Output the entries that follow character for character. Leave every image out.
────────────────────
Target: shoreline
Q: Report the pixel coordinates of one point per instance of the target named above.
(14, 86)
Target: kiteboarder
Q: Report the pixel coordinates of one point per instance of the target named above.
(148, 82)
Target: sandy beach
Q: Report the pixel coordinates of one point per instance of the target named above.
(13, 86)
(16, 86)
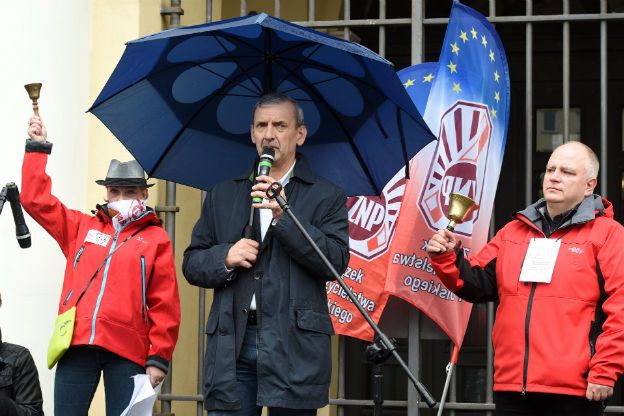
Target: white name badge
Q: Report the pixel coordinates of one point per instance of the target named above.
(539, 261)
(97, 237)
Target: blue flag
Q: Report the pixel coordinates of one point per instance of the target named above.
(417, 80)
(472, 68)
(468, 110)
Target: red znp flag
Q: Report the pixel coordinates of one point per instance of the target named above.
(372, 223)
(468, 109)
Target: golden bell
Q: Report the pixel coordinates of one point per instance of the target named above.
(459, 209)
(34, 90)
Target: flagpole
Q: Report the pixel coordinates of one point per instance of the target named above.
(449, 373)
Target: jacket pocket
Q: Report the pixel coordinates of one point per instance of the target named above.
(68, 296)
(143, 290)
(78, 254)
(309, 348)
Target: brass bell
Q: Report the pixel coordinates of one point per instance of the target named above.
(33, 92)
(459, 209)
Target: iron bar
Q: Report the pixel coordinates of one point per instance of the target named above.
(604, 147)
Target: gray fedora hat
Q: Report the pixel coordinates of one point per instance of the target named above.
(124, 174)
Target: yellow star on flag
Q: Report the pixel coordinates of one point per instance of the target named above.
(452, 67)
(455, 48)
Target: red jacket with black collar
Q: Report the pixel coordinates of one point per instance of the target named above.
(132, 307)
(555, 337)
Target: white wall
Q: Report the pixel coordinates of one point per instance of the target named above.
(46, 42)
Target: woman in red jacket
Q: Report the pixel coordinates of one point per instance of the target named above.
(128, 316)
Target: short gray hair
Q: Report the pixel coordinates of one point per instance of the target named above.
(274, 98)
(592, 164)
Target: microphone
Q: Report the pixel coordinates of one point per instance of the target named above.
(264, 166)
(21, 230)
(2, 198)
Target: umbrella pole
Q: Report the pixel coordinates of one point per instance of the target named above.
(449, 373)
(274, 193)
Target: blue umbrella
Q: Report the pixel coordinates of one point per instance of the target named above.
(181, 102)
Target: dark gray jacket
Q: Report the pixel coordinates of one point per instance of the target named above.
(294, 349)
(20, 393)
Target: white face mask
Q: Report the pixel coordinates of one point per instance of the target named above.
(126, 210)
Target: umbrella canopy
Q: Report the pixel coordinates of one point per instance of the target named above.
(181, 101)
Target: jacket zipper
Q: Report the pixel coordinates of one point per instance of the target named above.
(78, 254)
(527, 321)
(68, 296)
(143, 289)
(103, 286)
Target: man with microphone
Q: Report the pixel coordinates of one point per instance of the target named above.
(269, 330)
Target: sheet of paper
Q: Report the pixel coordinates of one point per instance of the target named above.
(539, 261)
(143, 397)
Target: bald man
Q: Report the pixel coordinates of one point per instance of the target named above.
(557, 273)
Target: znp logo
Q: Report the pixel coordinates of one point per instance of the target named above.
(372, 219)
(458, 164)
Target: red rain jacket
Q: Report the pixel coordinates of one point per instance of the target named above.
(132, 307)
(550, 338)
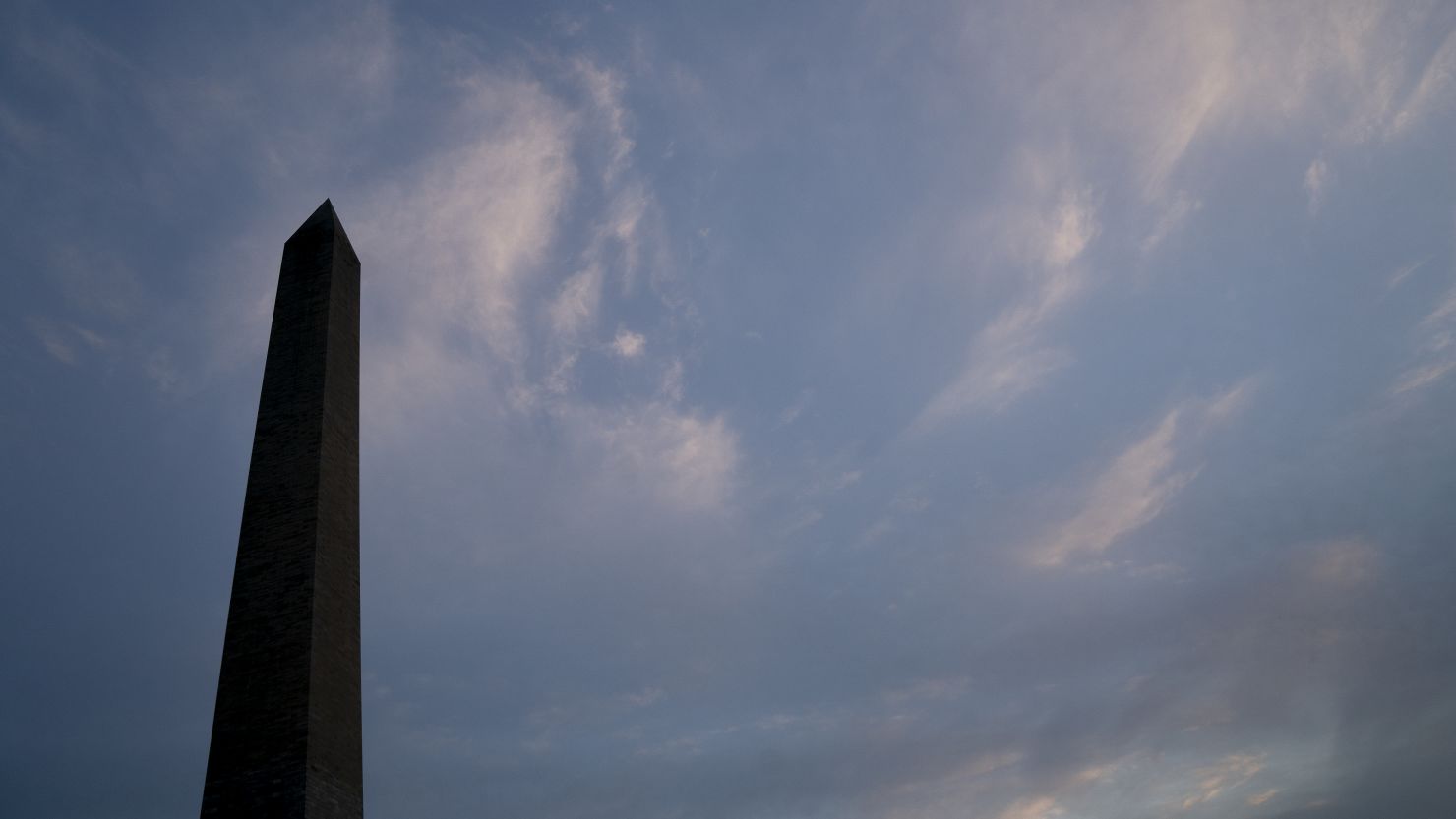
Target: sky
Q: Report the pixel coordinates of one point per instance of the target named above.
(770, 410)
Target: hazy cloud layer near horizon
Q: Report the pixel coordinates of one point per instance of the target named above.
(928, 410)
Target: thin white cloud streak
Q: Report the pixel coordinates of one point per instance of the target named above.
(1228, 774)
(1134, 486)
(1434, 348)
(1009, 358)
(482, 315)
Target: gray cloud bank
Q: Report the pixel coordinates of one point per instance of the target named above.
(998, 410)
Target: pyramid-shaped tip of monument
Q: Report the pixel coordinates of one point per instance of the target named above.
(325, 218)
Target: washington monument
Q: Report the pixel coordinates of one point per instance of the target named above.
(285, 731)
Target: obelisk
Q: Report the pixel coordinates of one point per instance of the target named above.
(285, 731)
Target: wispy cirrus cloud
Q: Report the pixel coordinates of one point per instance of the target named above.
(1134, 486)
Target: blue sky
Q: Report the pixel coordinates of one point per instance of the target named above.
(977, 410)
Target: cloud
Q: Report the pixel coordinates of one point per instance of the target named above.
(1034, 807)
(1228, 774)
(628, 343)
(1009, 358)
(1136, 485)
(1434, 348)
(680, 458)
(1316, 181)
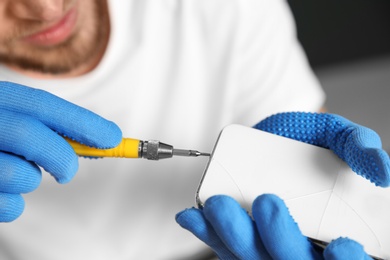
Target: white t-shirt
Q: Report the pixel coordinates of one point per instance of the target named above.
(176, 71)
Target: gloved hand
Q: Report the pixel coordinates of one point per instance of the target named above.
(272, 234)
(30, 123)
(358, 146)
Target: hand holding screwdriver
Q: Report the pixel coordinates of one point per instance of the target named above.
(30, 123)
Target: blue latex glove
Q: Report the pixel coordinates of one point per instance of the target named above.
(30, 121)
(358, 146)
(271, 234)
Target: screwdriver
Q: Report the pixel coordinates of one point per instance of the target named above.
(134, 148)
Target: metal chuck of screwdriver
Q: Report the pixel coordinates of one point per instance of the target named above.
(155, 150)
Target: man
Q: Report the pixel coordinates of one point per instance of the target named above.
(176, 71)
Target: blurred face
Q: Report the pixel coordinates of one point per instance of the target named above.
(57, 37)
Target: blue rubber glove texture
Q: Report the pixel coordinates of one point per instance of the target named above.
(232, 234)
(358, 146)
(30, 123)
(271, 234)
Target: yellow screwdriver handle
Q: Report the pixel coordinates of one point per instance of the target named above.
(127, 148)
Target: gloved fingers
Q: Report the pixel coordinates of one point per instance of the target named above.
(18, 175)
(60, 115)
(194, 221)
(366, 156)
(29, 138)
(344, 248)
(278, 231)
(11, 206)
(235, 227)
(358, 146)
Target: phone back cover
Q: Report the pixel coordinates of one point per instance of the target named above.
(324, 196)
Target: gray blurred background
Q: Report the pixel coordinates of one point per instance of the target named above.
(348, 46)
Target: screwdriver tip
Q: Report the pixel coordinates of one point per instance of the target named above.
(189, 153)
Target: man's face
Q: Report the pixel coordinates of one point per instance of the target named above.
(52, 36)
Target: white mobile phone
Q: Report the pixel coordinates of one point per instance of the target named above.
(324, 196)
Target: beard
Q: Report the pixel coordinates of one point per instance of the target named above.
(84, 46)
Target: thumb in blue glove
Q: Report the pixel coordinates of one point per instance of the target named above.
(358, 146)
(30, 123)
(271, 234)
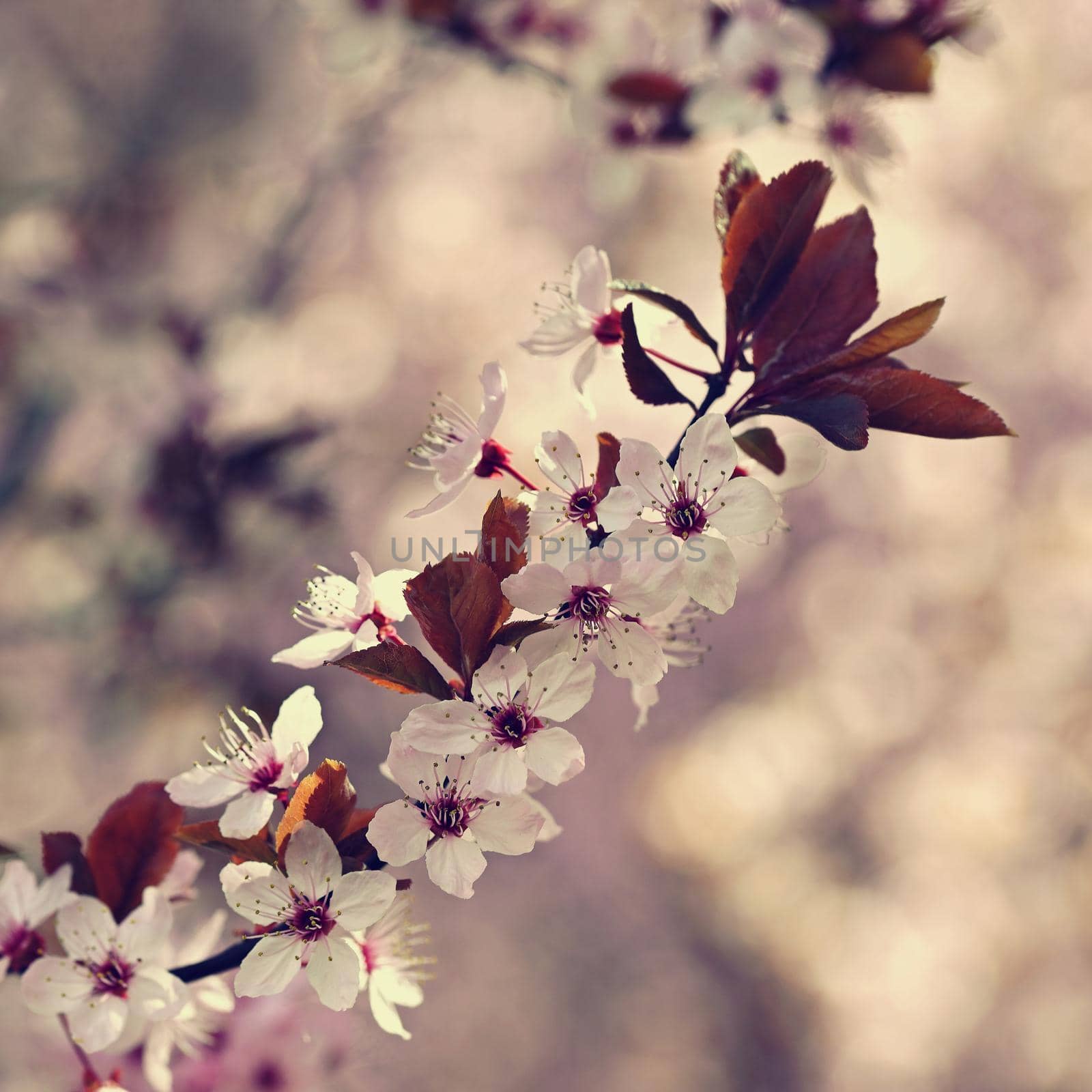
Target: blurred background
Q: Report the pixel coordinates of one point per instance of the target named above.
────────────────────
[Response below]
Target: shoreline
Q: Report the pixel coordinates of one point per instance of the target named above.
(14, 86)
Target: kiteboarder
Q: Report the pixel coordinates of one point per instance of the target named above.
(148, 82)
Target: sandy beach
Q: Report the pixel coordinates of one point per instance of the target named above.
(13, 86)
(16, 86)
Target: white name badge
Q: Report the pixel coordinates of one point per instance of the target named above.
(539, 261)
(97, 237)
Target: blue flag
Q: Report the pixel coordinates of one point per instance of the target named above.
(417, 80)
(472, 68)
(468, 110)
Target: red znp flag
Q: Report the pixel coordinates of one point per instance of the target named above.
(372, 223)
(468, 109)
Target: golden bell
Q: Report the pixel coordinates of one point per instance of the target named above.
(459, 209)
(34, 90)
Target: flagpole
Q: Report the pixel coordinates of one point per instance of the target named above.
(449, 373)
Target: jacket pocket
Q: Report the pixel coordinates of one point per instance of the target named above.
(68, 296)
(143, 290)
(78, 254)
(309, 348)
Target: brass bell
Q: Report the pixel coordinates of one point per instance of the target named above.
(33, 92)
(459, 209)
Target: iron bar
Q: Report the pixel coordinates of one point per instance of the target named above.
(604, 147)
Target: gray fedora hat
Q: Report the pixel coordinates of one point per instance of the target named above.
(124, 174)
Target: yellow star on flag
Q: Report the pixel coordinates of one point per instance of the target named above.
(452, 67)
(455, 48)
Target: red jacket with black collar
Q: Report the pixel coordinates of one point per instance of the target named above.
(132, 307)
(555, 337)
Target: white wall
Q: Report the pixel coordinates of one point per instance of the target named above.
(46, 42)
Target: woman in red jacket
Q: Report the pixel coordinates of one point per instance of the target named above.
(128, 316)
Target: short gray hair
Q: Report the pixel coordinates of one point per instance of the target named above.
(274, 98)
(592, 164)
Target: microphone
Q: Report the pixel coordinates of one point per instance of the target named above.
(264, 166)
(21, 230)
(2, 198)
Target: umbrella pole
Q: Report the pixel coordinates of one point per instance of the target named above.
(449, 373)
(274, 193)
Target: blue umbrella
Q: Report the pixel coordinates of one point per instance of the target named above.
(181, 102)
Target: dark gray jacket
Q: Report the pixel coordinates of one point per instance of the target named above.
(294, 349)
(20, 393)
Target: white face mask
Q: Report the pixel coordinates of one point per instance of the target named above.
(126, 210)
Target: umbrella canopy
Q: Report the pixel coordinates of one point per instance of the target named above.
(181, 101)
Target: jacket zipper
Q: Report the pixel coordinates of one point per instance of the target named above.
(78, 254)
(527, 321)
(68, 296)
(143, 289)
(103, 286)
Target: man with microphone
Q: Report the pixel coordinates of one point per instance of the target named above.
(269, 330)
Target: sheet of paper
Q: Report the pixel coordinates of one point per instance of the target named above.
(539, 261)
(143, 397)
Target: bald man
Q: Report the pixel coordinates of one point per instance of the target named above.
(557, 273)
Target: znp logo
Q: Report the pixel coordinates of one point per instance of the target named above.
(372, 219)
(458, 164)
Target: red rain jacket
Q: Report the pixel coordinates of one point per instance of the target named above.
(132, 307)
(550, 338)
Target: sky
Q: Report the pixel coordinates of one point per instance of the target named above.
(770, 410)
Target: hazy cloud layer near horizon
Q: Report the pixel coordinates of one point per instance of the target named above.
(928, 410)
Target: thin white cloud streak
Q: Report the pixel coordinates of one point per instance of the target named above.
(1228, 774)
(1134, 486)
(1434, 348)
(1009, 358)
(482, 315)
Target: gray cloud bank
Q: Report the pixel coordinates of one point per instance of the target named above.
(998, 410)
Target: pyramid-shaped tip of monument
Q: Report the pixel coordinates of one point per instance of the target named above.
(325, 218)
Target: washington monument
Q: Report the pixel coordinates of one point per instance of the target named above.
(285, 731)
Target: obelisk
Q: Report the pixel coordinates of one point per instance of the target named above.
(285, 731)
Target: wispy cirrus cloud
Q: Report the pixel coordinates of one point per instance of the target named above.
(1134, 486)
Target: blue sky
Q: Report the pixel coordinates of one point per instance of the target named above.
(977, 410)
Target: cloud
Q: Report the pixel coordinates of one point per instance of the target named above.
(1034, 807)
(1228, 774)
(628, 343)
(1009, 358)
(1136, 485)
(1434, 348)
(680, 458)
(1316, 181)
Target: white t-shirt
Q: Report the pixel coordinates of one point per instance of the target named above.
(176, 71)
Target: gloved hand
Q: Report the pixel coordinates of one point per instance of the target named above.
(272, 234)
(30, 123)
(358, 146)
Target: hand holding screwdriver
Q: Report the pixel coordinates of one point per instance of the target named above.
(30, 123)
Target: blue latex glove
Q: Report the pixel coordinates of one point per instance of the target named above.
(30, 121)
(358, 146)
(271, 234)
Target: screwdriver
Q: Report the pixel coordinates of one point per instance of the target named above.
(134, 148)
Target: metal chuck of screwdriver
Q: Report the pixel coordinates of one point per instance of the target named above.
(155, 150)
Target: man
Q: Report the pixel coordinates of one point per instance of the target named above.
(176, 71)
Target: blurred face
Q: Report the pixel coordinates of one point per instance of the target named above.
(57, 37)
Target: blue rubber glove texture
Q: Report the pixel coordinates of one point per instance of the target named above.
(232, 234)
(358, 146)
(30, 123)
(271, 234)
Target: yellow screwdriver handle
Q: Report the pixel coordinates of one point per instance of the target named above.
(127, 148)
Target: gloved fingers
Q: Report the pixel coordinates of one point per instance of the target named above.
(18, 175)
(60, 115)
(194, 221)
(366, 156)
(29, 138)
(344, 248)
(278, 231)
(11, 206)
(235, 227)
(358, 146)
Target: phone back cover
Q: Report the pixel coordinates of one point per instance of the target named above.
(324, 196)
Target: gray blurred background
Q: Report the pixel coordinates of one point per instance of the target named above.
(348, 46)
Target: screwdriver tip
Q: Report the pixel coordinates of one point per instance of the target named above.
(189, 153)
Target: man's face
Q: Report the pixel coordinates of one point per instance of the target named above.
(52, 36)
Target: white mobile phone
Q: Report the pixel coordinates of one point per instance of the target named above.
(324, 196)
Target: beard
Q: Report the pixel coordinates of one point per instance of the target named above.
(84, 46)
Target: thumb in blue glove
Q: Report the pixel coordinates of one point per instance of the target named above.
(358, 146)
(30, 123)
(271, 234)
Target: blurred background
Q: Report the pixel coordinates of one point per instance of the target named above.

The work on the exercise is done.